▸ **EXERCISE AIM**
Please render only the items in the part that opens with the line containing "Shelf-audit tagging: for every instance of the black quilted" and closes with the line containing "x=467, y=968" as a two-column CSV with the headers item_text and answer. Give one row per item, with each value in a single quoted field and line breaks changed to spaces.

▸ **EXCERPTED DATA**
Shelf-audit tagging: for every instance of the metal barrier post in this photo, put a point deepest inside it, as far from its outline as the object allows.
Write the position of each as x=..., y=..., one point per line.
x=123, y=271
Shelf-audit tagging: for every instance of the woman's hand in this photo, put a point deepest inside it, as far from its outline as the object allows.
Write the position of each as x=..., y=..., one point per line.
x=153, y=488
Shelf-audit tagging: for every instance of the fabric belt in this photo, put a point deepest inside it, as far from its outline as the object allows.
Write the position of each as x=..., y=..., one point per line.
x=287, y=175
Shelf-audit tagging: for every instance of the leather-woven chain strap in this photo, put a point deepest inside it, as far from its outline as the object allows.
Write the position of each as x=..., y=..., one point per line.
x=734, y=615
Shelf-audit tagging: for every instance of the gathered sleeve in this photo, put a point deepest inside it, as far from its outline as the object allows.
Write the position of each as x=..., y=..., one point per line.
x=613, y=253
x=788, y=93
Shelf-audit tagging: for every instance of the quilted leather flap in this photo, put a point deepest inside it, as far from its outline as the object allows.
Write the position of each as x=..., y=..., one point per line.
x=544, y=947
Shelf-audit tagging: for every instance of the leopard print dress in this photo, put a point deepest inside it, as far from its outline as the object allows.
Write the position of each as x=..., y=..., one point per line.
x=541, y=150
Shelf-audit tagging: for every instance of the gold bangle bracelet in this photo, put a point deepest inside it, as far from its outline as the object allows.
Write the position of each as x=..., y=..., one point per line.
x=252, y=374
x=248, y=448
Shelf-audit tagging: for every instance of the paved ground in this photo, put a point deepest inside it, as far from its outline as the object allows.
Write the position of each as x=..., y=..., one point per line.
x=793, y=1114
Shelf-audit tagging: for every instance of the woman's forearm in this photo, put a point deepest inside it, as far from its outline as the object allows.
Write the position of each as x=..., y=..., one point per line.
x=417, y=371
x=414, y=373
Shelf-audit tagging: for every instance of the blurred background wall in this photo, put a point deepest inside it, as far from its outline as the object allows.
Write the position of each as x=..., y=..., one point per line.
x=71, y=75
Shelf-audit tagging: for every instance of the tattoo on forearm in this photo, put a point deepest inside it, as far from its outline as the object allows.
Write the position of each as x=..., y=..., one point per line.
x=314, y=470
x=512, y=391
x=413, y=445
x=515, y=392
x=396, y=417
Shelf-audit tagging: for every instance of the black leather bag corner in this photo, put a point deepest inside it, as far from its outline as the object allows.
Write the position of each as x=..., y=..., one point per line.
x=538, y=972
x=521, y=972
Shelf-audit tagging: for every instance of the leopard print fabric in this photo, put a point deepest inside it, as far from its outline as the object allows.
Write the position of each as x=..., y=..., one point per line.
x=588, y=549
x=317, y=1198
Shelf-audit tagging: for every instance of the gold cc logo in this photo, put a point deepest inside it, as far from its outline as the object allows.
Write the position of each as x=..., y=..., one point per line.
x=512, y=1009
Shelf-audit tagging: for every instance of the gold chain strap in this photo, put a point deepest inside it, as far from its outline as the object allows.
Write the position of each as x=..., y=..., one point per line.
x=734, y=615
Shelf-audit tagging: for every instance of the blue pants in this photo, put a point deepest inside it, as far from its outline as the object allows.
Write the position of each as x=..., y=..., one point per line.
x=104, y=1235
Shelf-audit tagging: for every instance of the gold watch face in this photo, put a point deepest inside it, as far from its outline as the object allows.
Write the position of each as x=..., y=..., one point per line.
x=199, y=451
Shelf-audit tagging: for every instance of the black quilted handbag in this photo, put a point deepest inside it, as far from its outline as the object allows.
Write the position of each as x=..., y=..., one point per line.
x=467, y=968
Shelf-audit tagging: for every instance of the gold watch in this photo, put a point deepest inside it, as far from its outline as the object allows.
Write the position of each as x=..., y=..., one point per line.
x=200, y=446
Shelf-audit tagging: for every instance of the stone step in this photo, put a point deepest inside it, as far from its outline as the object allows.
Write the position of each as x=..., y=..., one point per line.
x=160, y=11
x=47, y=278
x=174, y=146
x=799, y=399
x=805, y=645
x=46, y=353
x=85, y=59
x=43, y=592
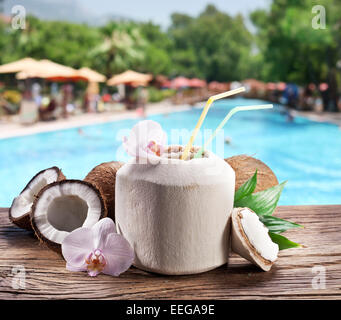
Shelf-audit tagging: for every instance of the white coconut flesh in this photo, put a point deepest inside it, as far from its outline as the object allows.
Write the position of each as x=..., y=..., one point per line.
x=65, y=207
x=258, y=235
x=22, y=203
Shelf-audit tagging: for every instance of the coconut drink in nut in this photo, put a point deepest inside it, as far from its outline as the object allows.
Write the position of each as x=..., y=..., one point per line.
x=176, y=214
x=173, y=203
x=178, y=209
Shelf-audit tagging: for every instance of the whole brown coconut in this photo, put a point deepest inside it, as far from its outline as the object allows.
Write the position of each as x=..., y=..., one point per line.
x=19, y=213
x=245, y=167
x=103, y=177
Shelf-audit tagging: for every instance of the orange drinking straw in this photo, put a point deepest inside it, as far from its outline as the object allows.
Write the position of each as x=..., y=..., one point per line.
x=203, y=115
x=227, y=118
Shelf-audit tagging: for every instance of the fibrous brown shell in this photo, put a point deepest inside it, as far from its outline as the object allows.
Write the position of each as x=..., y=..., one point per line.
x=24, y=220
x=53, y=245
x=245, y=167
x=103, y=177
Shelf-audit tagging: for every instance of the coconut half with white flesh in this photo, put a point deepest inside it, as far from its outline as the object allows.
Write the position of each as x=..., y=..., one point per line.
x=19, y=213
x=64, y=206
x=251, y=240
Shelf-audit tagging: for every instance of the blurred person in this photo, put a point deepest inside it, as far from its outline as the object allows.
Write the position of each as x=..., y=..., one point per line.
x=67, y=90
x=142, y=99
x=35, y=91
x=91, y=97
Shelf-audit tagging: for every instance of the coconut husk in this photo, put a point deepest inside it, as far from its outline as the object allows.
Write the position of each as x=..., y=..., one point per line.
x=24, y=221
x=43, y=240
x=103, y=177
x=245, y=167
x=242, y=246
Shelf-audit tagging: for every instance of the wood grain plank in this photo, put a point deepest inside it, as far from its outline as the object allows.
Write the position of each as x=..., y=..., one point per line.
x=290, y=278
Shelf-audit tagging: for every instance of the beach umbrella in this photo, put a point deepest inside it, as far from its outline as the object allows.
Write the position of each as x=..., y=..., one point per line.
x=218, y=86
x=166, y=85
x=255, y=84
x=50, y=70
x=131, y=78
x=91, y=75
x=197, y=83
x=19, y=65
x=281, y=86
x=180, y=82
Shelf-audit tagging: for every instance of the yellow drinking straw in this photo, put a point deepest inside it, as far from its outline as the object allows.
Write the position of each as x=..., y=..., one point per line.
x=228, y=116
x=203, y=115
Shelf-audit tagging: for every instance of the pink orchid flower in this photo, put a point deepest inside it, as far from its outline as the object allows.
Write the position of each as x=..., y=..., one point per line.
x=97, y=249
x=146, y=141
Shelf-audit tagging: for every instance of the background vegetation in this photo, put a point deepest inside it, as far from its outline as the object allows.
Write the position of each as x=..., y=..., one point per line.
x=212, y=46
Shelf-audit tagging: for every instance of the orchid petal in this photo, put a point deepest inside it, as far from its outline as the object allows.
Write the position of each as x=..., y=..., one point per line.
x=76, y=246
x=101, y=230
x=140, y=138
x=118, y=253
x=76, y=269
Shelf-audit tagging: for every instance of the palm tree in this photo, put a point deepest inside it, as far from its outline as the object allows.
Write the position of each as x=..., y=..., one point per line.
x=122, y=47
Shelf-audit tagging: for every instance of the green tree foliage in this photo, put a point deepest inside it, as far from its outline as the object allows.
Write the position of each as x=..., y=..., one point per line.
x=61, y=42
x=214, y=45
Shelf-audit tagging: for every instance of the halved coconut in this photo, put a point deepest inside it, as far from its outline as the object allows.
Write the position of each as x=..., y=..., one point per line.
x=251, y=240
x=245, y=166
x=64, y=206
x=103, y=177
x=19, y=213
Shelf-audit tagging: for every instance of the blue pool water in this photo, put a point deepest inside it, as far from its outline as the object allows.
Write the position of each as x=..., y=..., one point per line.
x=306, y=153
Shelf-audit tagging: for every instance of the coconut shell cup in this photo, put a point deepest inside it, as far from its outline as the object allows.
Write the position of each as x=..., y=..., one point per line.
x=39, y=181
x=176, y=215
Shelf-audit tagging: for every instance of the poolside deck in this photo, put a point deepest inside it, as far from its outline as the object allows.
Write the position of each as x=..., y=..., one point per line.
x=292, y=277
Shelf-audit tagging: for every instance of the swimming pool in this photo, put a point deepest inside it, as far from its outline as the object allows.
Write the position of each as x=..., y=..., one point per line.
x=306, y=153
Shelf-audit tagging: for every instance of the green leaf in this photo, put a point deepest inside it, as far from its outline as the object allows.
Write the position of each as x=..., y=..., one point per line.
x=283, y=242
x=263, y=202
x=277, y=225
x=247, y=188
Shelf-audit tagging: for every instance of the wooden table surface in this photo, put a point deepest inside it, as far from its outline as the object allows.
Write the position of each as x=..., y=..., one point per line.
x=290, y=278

▸ **ANSWER TO THIS TASK**
item_text,answer
"Shelf-audit tagging: for every instance of the black quilted handbag in this photo, put a point deepest inside it, as far from its outline as the object allows. Write the position of each as x=..., y=..., one point per line.","x=467, y=968"